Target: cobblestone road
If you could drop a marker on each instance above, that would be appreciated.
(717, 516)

...

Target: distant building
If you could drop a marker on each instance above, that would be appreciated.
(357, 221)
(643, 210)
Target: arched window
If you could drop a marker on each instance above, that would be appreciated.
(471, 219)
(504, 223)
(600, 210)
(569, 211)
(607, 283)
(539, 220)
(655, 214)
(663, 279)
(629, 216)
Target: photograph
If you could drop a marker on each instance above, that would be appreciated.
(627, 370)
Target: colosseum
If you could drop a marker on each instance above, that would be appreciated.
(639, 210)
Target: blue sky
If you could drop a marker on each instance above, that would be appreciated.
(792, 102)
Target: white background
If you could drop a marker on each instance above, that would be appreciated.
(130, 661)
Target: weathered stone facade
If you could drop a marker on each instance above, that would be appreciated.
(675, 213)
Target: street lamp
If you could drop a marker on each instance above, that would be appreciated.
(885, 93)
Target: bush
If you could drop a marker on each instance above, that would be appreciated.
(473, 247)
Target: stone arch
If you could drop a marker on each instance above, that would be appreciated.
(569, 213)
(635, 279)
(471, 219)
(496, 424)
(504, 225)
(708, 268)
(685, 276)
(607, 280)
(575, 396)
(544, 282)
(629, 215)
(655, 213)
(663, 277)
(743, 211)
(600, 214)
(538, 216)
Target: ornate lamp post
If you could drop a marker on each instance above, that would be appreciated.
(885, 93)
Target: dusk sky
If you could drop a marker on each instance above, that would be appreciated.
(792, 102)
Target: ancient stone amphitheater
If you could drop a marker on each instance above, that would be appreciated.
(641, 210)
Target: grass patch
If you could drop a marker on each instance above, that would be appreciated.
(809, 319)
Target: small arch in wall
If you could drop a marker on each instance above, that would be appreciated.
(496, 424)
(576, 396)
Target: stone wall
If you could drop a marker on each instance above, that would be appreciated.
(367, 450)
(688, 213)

WHAT IS NEEDED: Collect every line in the records above that contains the string "wall". Matching is case-sensitive.

PROBLEM SOLUTION:
Target: small arch in wall
Target: stone wall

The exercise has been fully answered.